# [What is required]
Copy out everything from the line containing "Target: chestnut-brown head" down to the end of the records, requests included, and nothing else. In each answer, multiply every x and y coordinate by 0.75 and round it to a whole number, rounding halves up.

# [Supplied data]
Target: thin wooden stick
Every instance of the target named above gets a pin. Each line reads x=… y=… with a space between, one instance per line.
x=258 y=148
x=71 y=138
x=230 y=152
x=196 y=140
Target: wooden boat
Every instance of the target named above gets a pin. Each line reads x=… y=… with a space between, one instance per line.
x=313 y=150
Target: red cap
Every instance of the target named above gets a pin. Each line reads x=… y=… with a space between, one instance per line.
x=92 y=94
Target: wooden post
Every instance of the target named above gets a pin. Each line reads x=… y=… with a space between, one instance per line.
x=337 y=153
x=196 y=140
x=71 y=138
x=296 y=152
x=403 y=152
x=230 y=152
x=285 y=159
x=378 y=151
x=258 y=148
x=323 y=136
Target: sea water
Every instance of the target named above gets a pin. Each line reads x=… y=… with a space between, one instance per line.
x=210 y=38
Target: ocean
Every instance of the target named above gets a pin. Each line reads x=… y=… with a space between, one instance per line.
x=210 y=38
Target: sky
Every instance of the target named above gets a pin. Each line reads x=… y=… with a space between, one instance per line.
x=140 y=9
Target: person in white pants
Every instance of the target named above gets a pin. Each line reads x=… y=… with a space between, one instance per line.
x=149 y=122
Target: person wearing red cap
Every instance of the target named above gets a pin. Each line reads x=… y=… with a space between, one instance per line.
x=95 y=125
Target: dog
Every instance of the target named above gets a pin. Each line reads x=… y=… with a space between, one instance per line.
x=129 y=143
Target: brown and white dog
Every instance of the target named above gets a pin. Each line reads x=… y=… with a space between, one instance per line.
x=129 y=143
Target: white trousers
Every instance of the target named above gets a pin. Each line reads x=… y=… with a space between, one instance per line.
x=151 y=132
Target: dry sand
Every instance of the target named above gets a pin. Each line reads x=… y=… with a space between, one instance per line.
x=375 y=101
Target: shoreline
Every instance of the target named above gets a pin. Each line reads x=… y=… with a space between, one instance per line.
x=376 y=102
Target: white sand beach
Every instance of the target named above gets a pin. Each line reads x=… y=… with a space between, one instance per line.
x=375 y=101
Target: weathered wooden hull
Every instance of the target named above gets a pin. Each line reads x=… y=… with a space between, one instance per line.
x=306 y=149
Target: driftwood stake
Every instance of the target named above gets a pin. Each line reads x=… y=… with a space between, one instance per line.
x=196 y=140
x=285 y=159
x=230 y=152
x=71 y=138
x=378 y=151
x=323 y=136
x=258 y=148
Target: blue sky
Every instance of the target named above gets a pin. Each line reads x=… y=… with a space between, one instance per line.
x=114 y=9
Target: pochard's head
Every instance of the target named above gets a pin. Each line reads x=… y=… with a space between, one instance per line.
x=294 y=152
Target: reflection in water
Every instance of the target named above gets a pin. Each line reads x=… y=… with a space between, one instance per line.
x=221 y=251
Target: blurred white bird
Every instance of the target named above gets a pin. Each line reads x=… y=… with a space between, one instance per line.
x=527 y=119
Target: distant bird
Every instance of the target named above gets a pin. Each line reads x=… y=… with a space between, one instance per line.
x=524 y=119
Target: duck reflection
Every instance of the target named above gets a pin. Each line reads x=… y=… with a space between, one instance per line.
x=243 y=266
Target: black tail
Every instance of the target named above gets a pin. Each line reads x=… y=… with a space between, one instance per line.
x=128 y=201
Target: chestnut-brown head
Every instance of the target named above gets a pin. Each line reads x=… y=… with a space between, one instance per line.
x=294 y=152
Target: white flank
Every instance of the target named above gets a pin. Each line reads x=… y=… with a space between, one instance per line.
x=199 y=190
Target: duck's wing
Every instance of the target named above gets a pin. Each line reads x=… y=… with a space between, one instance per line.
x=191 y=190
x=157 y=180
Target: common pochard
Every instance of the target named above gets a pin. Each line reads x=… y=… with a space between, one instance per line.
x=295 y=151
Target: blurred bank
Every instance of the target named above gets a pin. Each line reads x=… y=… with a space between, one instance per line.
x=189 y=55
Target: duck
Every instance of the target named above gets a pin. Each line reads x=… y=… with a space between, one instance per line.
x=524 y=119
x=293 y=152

# [Task answer]
Target: chestnut-brown head
Every instance of the target named above gets a pin. Each line reads x=… y=… with a space between, one instance per line.
x=221 y=114
Target: white flank
Every instance of the target named above gets a pin. Each line reads x=… y=… with a space between, one instance per line.
x=149 y=143
Target: duck's wing
Every instance of the target named above gets a pin. Each line reads x=… y=… with a space between, one instance per line.
x=143 y=143
x=118 y=135
Target: common pochard
Every instance of the target named above gets a pin. Each line reads x=… y=… with a space between, one instance per line.
x=221 y=113
Target: blurred bank
Every instance of the target named above gets a pin. Each line reads x=… y=… with a space between, one instance per line.
x=142 y=41
Target: duck
Every instance of the target named above gets a pin. Each line reads x=… y=… with a space between, one instance per line.
x=393 y=89
x=220 y=114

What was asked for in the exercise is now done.